**What to produce:**
Your answer must consist of the lines running from the one that holds "Target: stage floor" to the end of the data, copied exactly.

--- Records for the task ---

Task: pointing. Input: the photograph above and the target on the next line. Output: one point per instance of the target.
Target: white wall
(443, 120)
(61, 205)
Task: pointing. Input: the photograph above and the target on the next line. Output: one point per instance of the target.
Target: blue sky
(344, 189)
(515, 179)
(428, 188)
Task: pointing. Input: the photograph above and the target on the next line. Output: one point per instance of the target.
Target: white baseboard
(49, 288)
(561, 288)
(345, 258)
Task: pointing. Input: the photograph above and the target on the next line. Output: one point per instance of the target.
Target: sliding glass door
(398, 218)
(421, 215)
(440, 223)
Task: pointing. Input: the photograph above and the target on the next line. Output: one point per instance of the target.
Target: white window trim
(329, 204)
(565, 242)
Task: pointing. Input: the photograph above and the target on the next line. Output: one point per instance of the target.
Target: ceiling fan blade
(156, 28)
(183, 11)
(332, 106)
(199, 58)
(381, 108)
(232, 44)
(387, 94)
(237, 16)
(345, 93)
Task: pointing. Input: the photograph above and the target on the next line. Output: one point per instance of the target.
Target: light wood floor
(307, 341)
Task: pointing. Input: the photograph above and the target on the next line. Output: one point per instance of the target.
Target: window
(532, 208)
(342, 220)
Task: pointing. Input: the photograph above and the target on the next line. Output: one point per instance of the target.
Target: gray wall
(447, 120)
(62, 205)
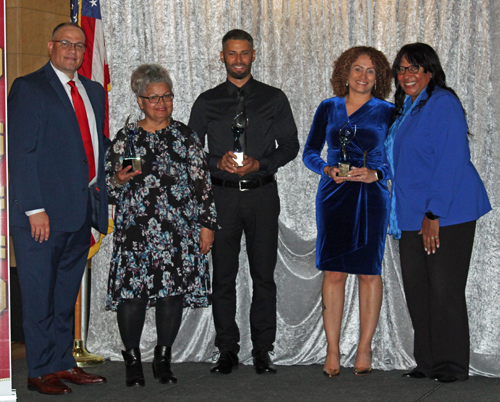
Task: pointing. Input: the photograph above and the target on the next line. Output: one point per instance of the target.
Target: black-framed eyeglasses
(413, 69)
(156, 98)
(66, 44)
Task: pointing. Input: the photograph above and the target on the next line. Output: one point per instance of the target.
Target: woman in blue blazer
(437, 196)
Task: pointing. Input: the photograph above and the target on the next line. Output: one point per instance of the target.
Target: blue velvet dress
(351, 217)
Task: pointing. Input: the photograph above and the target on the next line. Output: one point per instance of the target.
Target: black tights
(131, 315)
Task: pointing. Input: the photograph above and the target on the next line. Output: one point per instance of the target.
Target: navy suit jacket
(47, 161)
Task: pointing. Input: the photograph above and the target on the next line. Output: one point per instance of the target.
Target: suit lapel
(56, 84)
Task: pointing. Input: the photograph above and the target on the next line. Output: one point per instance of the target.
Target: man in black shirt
(246, 194)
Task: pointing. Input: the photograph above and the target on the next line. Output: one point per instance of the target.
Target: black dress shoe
(134, 376)
(263, 364)
(414, 374)
(443, 377)
(161, 365)
(228, 361)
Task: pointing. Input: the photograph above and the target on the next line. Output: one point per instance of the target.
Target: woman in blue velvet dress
(352, 212)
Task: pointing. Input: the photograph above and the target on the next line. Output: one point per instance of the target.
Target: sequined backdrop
(297, 42)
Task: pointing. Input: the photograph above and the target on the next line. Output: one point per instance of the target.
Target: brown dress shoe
(77, 376)
(48, 384)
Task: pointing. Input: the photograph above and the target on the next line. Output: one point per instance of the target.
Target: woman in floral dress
(165, 217)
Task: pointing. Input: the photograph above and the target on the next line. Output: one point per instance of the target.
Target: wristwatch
(431, 216)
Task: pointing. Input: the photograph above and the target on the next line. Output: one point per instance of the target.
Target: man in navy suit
(57, 192)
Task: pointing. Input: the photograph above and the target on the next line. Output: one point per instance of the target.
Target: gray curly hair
(147, 74)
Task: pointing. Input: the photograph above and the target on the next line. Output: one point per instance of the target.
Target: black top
(270, 121)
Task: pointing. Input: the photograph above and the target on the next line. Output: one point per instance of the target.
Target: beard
(239, 75)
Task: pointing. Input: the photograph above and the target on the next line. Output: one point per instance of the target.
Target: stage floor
(291, 383)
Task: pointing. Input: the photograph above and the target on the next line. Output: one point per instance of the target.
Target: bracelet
(115, 183)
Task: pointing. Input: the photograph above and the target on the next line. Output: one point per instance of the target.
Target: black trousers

---

**Exercise response:**
Target: stage floor
(291, 383)
Task: pointing. Input: the photograph above and the target on the next line. Output: one point per instance of the target.
Target: bracelet
(115, 183)
Task: pointing. Input: the photograph above and the target on the next line. Output: one point per instance of the target.
Target: black trousers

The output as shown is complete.